Exercise objective: Write out the records word for word, from their first line down to the line containing "(1135, 595)", including both.

((

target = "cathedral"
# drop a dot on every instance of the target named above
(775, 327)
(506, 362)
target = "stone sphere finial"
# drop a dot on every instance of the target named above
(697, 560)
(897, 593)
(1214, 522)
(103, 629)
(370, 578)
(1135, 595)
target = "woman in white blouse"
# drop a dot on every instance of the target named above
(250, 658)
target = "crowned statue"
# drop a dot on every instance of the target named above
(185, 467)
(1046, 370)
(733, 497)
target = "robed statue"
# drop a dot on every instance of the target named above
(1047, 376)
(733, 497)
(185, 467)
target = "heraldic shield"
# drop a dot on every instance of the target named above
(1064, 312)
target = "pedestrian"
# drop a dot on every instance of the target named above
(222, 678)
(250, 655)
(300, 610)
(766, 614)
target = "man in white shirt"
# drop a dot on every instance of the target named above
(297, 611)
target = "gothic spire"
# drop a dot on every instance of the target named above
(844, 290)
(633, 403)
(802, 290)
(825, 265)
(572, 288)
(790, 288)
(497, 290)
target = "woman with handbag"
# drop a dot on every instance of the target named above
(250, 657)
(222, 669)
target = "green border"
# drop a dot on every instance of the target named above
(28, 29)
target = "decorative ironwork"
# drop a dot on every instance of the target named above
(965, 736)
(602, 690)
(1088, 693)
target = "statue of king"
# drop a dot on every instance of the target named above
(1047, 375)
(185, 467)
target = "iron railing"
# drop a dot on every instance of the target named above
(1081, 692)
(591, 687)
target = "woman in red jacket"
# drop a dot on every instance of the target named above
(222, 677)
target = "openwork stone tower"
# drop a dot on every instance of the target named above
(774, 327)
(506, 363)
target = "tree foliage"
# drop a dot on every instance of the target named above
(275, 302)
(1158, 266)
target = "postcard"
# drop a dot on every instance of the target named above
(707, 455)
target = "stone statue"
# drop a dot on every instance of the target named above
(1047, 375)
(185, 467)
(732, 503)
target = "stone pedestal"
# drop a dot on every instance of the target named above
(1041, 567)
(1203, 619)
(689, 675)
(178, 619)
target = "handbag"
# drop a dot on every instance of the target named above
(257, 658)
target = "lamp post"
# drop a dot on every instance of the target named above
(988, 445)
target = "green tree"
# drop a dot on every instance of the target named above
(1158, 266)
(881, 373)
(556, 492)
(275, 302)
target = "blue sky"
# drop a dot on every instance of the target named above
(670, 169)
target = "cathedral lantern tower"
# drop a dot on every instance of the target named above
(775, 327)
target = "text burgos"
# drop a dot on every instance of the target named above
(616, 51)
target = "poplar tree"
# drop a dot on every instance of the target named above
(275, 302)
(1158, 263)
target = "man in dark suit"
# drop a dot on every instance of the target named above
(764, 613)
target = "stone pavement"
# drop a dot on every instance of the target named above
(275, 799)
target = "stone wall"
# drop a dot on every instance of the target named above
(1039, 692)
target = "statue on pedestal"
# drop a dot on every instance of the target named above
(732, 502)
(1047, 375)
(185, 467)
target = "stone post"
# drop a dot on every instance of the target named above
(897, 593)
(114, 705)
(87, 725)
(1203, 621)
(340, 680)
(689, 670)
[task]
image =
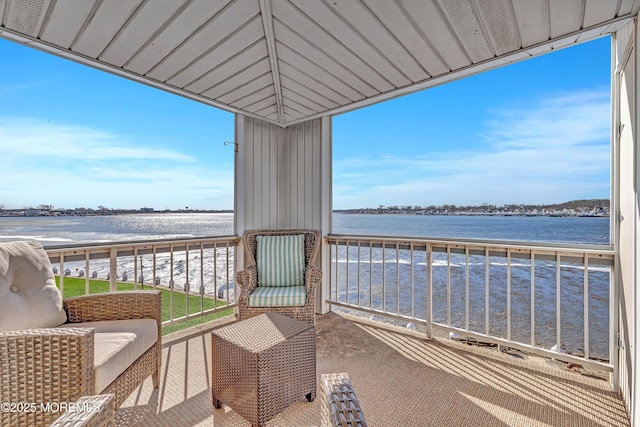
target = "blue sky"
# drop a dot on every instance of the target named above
(533, 132)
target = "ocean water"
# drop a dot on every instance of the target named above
(395, 297)
(581, 230)
(102, 229)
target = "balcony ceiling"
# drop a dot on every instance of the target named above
(287, 61)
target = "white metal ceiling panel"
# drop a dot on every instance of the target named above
(294, 74)
(269, 112)
(241, 39)
(180, 29)
(216, 30)
(246, 59)
(403, 27)
(322, 41)
(563, 42)
(291, 115)
(104, 26)
(591, 34)
(267, 102)
(254, 97)
(26, 17)
(66, 21)
(532, 17)
(626, 6)
(219, 87)
(150, 19)
(565, 16)
(500, 25)
(304, 48)
(307, 67)
(364, 21)
(306, 111)
(288, 61)
(318, 98)
(432, 24)
(331, 19)
(296, 97)
(595, 11)
(240, 91)
(463, 19)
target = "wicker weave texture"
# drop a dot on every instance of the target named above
(53, 366)
(247, 279)
(263, 364)
(92, 411)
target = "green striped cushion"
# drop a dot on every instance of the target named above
(278, 296)
(280, 260)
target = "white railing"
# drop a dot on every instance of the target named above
(554, 301)
(195, 270)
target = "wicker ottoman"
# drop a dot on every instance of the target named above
(263, 364)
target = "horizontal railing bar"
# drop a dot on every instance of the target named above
(199, 314)
(103, 250)
(540, 258)
(605, 251)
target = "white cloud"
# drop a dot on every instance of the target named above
(553, 151)
(69, 167)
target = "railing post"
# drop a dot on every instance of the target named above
(113, 269)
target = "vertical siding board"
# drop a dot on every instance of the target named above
(317, 190)
(286, 176)
(257, 176)
(249, 171)
(283, 175)
(293, 221)
(301, 176)
(274, 194)
(308, 174)
(265, 164)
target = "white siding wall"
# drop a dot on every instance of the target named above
(279, 175)
(626, 184)
(283, 179)
(260, 149)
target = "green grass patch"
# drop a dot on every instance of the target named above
(77, 286)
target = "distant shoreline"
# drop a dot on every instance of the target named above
(597, 208)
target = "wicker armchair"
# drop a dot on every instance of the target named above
(55, 365)
(247, 279)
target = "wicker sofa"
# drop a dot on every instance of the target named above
(249, 281)
(55, 351)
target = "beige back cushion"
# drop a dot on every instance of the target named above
(29, 297)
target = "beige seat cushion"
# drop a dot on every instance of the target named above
(29, 297)
(118, 343)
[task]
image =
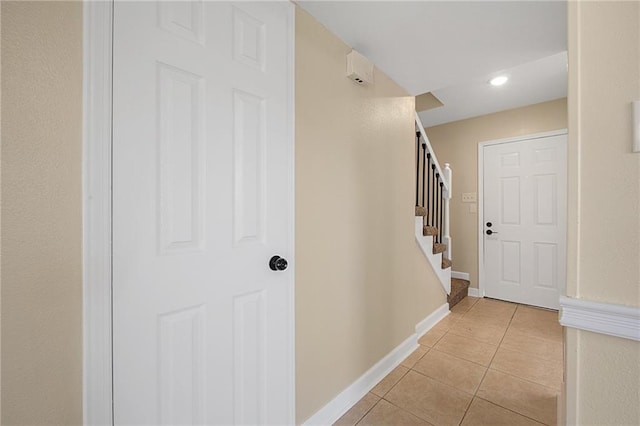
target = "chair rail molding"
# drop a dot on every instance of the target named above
(599, 317)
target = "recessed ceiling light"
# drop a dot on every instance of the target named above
(499, 81)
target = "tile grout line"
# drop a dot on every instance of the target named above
(488, 366)
(512, 411)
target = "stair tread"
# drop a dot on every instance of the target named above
(439, 248)
(459, 290)
(421, 211)
(429, 231)
(446, 263)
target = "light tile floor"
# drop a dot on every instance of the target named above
(488, 363)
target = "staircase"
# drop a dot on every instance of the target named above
(433, 192)
(459, 290)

))

Solution below:
target = "cathedral"
# drop a dot on every instance of the target named above
(775, 327)
(506, 362)
target = "stone sphere finial"
# drop a dot on every instance of the target named above
(697, 560)
(897, 593)
(1214, 522)
(103, 629)
(370, 578)
(1135, 595)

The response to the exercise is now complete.